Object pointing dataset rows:
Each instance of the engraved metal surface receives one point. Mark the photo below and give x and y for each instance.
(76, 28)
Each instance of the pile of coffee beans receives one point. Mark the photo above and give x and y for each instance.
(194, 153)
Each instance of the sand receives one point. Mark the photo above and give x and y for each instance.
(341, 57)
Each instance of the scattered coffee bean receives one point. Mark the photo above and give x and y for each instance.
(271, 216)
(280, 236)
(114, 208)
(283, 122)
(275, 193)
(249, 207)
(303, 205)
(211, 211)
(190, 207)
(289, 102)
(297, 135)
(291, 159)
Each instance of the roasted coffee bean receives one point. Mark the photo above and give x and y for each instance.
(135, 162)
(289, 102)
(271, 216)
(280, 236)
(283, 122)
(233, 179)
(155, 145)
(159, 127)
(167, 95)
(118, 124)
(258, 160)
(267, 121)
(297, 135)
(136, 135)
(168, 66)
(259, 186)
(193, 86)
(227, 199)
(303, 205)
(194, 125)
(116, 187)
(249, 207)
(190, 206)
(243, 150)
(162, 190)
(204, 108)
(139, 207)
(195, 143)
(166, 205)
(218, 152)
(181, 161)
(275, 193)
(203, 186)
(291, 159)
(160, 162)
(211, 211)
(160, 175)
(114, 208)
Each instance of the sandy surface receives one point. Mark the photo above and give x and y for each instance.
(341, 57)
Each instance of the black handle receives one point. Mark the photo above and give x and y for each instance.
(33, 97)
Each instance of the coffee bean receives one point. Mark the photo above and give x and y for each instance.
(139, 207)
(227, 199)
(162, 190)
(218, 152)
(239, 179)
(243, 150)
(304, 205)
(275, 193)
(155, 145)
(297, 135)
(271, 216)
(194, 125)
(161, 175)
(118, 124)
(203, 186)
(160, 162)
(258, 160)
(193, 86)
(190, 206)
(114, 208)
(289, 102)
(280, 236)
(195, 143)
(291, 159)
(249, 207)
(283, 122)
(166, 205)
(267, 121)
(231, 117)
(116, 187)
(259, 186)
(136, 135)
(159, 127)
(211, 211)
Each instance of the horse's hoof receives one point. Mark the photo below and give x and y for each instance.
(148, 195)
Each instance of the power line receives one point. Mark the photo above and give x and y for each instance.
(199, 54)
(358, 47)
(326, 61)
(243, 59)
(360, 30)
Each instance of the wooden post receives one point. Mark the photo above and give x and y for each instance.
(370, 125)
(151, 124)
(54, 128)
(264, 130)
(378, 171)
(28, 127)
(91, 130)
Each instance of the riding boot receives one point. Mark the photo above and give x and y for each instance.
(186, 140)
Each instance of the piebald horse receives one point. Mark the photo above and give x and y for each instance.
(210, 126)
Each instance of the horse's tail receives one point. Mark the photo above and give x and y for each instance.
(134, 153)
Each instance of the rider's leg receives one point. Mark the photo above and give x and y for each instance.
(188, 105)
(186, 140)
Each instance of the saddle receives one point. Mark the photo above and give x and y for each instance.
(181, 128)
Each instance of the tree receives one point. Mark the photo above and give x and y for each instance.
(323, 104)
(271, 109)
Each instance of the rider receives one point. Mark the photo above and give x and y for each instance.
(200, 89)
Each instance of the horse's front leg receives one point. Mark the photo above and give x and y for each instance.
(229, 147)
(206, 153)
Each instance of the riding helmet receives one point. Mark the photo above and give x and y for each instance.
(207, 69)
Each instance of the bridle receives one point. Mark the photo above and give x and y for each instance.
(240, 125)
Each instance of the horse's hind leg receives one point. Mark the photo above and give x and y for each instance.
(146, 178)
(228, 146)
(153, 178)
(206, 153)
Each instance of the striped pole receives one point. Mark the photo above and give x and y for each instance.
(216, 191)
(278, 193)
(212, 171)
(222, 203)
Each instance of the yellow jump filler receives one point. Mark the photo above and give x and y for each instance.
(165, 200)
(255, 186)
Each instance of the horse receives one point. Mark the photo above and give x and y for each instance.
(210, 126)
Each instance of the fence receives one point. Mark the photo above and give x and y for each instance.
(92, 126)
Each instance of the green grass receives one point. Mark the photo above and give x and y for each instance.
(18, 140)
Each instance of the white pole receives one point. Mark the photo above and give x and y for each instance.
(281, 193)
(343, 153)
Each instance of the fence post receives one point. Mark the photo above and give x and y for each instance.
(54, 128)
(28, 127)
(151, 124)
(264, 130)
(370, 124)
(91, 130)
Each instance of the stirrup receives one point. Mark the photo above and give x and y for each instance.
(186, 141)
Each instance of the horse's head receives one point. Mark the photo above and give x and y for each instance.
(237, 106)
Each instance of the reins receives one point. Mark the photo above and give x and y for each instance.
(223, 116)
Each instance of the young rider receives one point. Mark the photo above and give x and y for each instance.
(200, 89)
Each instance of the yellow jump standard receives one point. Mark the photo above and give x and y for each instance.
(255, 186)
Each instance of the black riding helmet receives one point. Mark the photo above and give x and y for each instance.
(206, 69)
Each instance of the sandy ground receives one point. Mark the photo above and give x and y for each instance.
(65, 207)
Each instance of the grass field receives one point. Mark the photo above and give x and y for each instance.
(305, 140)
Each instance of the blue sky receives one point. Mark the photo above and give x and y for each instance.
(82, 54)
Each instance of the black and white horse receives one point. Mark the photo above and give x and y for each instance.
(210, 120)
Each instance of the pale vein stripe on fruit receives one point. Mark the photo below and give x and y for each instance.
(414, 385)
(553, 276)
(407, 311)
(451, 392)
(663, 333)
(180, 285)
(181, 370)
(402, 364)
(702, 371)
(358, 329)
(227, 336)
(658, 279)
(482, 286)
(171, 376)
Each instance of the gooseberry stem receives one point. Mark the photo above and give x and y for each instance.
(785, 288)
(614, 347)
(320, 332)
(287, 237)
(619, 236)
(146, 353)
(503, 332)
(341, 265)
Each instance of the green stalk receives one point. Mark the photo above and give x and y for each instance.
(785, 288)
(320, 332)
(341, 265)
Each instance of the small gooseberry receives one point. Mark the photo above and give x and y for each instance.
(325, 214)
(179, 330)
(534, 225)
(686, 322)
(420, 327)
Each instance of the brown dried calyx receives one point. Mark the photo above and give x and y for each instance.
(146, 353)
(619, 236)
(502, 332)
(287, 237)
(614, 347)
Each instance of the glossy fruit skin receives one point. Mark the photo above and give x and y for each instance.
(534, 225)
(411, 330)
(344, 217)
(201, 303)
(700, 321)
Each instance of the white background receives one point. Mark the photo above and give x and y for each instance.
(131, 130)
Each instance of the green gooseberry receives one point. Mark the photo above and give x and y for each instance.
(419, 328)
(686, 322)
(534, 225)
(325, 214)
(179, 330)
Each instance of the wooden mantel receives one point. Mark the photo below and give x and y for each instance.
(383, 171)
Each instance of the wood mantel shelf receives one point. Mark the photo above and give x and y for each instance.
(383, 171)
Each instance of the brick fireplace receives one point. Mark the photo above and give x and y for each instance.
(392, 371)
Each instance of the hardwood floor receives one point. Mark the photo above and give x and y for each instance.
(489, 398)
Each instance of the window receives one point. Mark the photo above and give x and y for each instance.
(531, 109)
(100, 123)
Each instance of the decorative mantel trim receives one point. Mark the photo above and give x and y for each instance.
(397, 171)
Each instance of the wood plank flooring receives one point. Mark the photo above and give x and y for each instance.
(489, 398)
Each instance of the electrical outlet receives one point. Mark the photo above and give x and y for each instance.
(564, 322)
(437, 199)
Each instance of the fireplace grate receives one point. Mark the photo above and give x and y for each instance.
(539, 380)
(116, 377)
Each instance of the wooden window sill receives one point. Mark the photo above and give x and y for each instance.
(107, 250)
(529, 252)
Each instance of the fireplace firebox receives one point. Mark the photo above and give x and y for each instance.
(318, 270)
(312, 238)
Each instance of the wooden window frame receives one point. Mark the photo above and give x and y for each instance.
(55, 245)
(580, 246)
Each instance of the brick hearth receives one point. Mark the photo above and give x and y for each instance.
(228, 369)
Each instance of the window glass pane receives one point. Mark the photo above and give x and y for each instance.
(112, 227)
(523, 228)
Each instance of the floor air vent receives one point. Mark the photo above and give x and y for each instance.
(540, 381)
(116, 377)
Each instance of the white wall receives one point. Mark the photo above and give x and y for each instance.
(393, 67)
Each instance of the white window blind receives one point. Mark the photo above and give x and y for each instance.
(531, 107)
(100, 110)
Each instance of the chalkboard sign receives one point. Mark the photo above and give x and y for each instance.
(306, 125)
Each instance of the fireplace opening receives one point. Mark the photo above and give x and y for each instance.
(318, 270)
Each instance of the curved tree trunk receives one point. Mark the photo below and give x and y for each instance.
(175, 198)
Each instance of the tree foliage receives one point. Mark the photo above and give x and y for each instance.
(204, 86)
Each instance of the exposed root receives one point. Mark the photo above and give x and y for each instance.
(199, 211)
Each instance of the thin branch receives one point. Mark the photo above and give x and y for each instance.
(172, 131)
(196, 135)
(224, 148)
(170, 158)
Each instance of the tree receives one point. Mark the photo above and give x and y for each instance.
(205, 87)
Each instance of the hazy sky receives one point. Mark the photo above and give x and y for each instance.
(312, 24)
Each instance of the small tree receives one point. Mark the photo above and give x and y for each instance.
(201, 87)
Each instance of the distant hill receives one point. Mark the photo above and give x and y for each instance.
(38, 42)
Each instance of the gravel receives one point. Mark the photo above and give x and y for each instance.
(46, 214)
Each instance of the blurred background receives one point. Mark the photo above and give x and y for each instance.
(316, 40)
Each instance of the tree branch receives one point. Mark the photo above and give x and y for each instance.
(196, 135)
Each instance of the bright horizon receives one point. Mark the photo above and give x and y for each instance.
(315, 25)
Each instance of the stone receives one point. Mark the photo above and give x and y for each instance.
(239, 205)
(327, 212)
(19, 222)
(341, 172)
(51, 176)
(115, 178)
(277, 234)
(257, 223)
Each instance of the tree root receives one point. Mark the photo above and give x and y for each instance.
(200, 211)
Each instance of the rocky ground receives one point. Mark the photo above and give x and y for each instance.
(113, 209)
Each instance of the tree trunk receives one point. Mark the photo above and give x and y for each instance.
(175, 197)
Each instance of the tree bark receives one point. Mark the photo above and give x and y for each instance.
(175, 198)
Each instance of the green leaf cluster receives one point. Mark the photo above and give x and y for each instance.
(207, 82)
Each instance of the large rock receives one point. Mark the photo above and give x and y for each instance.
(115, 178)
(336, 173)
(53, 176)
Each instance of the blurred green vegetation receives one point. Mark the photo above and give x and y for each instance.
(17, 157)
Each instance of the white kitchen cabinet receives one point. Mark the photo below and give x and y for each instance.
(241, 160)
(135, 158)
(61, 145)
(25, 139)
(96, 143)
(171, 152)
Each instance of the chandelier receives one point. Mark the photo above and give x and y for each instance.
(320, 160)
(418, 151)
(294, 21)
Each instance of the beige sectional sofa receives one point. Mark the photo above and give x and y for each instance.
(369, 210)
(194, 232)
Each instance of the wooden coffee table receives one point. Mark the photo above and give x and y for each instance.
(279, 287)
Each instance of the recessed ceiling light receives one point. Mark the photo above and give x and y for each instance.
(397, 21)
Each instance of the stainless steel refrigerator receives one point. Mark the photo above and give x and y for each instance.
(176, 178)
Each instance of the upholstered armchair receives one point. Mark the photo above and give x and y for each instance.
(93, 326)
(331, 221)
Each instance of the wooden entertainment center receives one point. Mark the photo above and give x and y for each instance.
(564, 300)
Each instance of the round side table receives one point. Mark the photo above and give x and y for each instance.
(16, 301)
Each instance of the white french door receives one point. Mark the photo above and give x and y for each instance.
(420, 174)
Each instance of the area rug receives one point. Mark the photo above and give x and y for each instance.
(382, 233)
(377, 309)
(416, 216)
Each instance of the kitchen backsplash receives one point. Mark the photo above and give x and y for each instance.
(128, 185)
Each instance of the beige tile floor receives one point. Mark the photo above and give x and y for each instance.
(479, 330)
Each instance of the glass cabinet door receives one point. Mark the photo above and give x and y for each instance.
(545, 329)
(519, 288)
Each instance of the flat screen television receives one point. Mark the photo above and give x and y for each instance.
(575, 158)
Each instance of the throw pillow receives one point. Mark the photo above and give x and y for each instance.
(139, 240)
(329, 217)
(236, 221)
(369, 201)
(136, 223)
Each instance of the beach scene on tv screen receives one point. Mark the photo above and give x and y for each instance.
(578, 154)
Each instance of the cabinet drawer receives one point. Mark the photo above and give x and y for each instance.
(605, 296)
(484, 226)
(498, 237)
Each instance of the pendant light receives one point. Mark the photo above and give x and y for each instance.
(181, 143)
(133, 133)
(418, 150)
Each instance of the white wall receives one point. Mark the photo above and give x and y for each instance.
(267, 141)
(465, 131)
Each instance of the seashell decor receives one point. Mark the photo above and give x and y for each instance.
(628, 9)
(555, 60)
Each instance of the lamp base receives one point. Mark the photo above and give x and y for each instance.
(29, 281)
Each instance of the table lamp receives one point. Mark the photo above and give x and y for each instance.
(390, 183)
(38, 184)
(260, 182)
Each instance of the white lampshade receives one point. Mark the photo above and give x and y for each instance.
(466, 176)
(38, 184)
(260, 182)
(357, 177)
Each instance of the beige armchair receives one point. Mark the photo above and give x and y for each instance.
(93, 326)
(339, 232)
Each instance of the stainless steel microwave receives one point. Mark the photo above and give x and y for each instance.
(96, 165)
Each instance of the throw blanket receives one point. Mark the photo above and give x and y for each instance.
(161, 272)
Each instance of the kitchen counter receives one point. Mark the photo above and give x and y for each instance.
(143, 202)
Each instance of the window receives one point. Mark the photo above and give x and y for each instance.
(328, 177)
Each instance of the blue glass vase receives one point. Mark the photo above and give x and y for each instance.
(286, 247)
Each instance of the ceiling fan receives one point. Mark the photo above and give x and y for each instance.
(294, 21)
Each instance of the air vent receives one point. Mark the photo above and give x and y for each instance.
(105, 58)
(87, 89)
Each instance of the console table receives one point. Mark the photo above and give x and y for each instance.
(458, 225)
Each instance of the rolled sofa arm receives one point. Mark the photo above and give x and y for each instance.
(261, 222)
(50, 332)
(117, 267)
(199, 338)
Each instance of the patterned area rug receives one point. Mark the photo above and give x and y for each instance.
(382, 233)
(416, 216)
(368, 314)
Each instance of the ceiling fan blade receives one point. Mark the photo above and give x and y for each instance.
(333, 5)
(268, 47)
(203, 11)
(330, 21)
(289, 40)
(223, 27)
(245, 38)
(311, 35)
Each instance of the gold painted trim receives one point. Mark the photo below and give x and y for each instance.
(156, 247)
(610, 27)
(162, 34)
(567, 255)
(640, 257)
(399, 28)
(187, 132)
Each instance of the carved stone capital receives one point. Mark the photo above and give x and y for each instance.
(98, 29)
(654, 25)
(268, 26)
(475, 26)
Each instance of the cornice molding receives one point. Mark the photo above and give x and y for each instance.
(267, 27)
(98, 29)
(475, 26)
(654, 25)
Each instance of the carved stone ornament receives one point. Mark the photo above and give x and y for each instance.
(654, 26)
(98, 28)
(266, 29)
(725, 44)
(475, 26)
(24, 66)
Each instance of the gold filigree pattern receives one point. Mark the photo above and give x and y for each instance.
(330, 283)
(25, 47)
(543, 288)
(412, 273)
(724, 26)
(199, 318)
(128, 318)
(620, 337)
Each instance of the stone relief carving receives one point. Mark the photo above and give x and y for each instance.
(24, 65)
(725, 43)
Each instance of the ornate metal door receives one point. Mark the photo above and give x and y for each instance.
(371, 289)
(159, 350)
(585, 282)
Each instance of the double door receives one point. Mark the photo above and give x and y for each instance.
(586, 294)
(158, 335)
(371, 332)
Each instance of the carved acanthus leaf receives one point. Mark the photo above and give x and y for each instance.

• Stated task: Print again the material above, limited to the lines from the one holding "Each instance of the carved stone capital" through the last, inclusive.

• Task solution:
Each instance of the carved stone capital receives one point. Mark the photo above and give x and y for each instance.
(98, 29)
(654, 25)
(268, 26)
(475, 26)
Each instance of the cornice molding receives one point. Mark the photo above and give x and y for each instance.
(267, 27)
(98, 29)
(475, 26)
(654, 25)
Each instance of the carved stone ornament receives one point. Mark the photo above and give x and y for each instance.
(654, 26)
(98, 28)
(266, 29)
(725, 44)
(475, 26)
(24, 66)
Each instance of the gold filigree pattern receives one point. Mark the photo above and give x and y for each instance.
(330, 283)
(25, 47)
(543, 288)
(412, 273)
(724, 26)
(199, 318)
(128, 318)
(620, 337)
Each instance of the stone relief carving receives one point. Mark the photo above and give x and y for each instance.
(24, 65)
(725, 43)
Each instance of the ornate metal door receives one point. Mark the photo above and give x and y for each instance.
(371, 289)
(159, 350)
(585, 282)
Each instance of the double door receives one point. Mark the photo above and give x and y for each instance.
(586, 294)
(158, 335)
(371, 332)
Each instance of the carved acanthus leaf receives one point. Mark the photo above and give x and y for each instance.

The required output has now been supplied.